• [What is being asked] Write out exactly the lines from the one containing "Tag each instance of the ribbed" through the last line of the records below, both included, and leave out any pictures.
— start of Input records —
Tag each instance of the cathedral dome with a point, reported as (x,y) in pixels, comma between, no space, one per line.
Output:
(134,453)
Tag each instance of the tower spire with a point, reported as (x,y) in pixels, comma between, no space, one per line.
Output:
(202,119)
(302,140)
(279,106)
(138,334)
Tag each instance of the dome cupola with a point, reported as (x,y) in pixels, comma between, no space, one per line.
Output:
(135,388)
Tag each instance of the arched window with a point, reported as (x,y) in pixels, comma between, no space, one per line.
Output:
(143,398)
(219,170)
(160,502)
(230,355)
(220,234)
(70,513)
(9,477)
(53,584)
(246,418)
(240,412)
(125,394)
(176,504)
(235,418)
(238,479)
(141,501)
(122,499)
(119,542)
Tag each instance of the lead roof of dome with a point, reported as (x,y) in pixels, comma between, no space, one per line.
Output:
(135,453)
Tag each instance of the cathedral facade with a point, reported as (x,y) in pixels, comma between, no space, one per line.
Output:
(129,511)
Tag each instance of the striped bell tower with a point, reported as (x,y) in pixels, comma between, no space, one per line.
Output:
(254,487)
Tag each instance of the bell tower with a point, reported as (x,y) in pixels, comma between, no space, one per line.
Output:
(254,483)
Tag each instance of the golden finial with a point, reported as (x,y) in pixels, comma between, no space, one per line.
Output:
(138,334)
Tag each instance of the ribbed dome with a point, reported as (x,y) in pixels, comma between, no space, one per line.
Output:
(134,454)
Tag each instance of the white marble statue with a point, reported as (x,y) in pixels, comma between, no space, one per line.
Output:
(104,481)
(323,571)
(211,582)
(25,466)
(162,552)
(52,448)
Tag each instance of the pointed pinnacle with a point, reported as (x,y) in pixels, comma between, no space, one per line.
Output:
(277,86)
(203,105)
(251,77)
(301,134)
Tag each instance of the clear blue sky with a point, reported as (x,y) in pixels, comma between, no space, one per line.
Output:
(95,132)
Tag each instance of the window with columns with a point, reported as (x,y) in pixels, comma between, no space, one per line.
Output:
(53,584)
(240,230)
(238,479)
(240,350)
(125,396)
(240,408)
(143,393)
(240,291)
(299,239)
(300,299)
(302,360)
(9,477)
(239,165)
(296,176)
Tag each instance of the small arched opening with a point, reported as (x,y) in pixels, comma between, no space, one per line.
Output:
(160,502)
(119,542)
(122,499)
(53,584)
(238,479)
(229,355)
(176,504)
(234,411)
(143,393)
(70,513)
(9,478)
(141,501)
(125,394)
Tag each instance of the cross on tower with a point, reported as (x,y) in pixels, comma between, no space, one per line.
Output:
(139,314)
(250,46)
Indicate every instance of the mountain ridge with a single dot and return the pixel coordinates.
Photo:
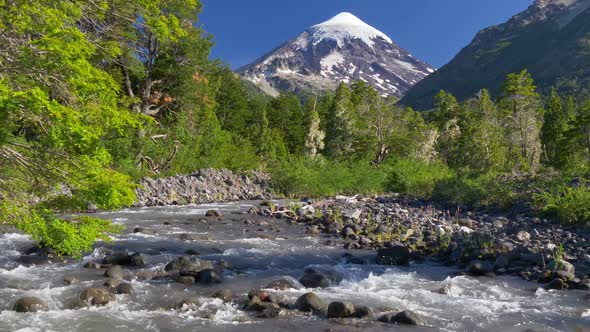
(547, 38)
(341, 49)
— end of Input records —
• [Solution to this problem]
Tag each instance of the ribbed dome with a point, reported as (x,y) in pixels, comma between, no space, one per line.
Output:
(134,454)
Tag each instance of the white marble statue with a point, reported as (x,y) in pixels, comma between, no space, one per line.
Output:
(104,481)
(323,571)
(211,582)
(25,466)
(162,552)
(52,448)
Tag each instance of the pointed pinnacle with a point, reported as (x,y) in pixels, comma between, no space, one per line.
Output:
(277,86)
(203,105)
(251,77)
(301,134)
Tag each instance of the clear blue sky with a point, reported as (x,y) in pixels, comma between, no space, one per line.
Output:
(95,132)
Tag each instance of the window with columns with a point, reported as (x,y) in pixels, comma between, no space, one per line.
Output:
(53,584)
(240,230)
(238,479)
(240,350)
(125,396)
(240,408)
(143,393)
(240,291)
(299,239)
(300,299)
(302,360)
(9,477)
(239,165)
(296,176)
Tag each instance of the small arched opening with a point, reported as (x,y) in pixels, comma between, no space, one per line.
Output:
(160,502)
(119,542)
(122,499)
(53,584)
(238,479)
(229,355)
(176,504)
(234,411)
(143,393)
(70,513)
(9,478)
(141,501)
(125,394)
Tag each instance of the cross on tower with a point, reported as (x,y) in pixels, comma between, no space, one per line.
Output:
(139,314)
(250,46)
Indicate every instance of the mountain ridge with a single dot and return the pixel coordinates.
Photo:
(547, 38)
(341, 49)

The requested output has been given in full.